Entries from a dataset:
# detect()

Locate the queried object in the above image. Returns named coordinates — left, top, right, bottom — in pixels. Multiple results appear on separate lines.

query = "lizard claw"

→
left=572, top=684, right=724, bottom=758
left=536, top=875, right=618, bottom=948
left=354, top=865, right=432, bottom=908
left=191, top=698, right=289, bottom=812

**The exercise:** Render every line of the records above as a numbered list, leaving out the blank lines.

**Written solution:**
1. # detect()
2. Locate the queried object in the above image. Returns named coordinates — left, top, right, bottom — in pixels. Multiple results appear on separate lines.
3. query = "lizard claw"
4. →
5. left=572, top=684, right=724, bottom=758
6. left=536, top=875, right=618, bottom=948
7. left=354, top=865, right=432, bottom=908
8. left=191, top=698, right=289, bottom=812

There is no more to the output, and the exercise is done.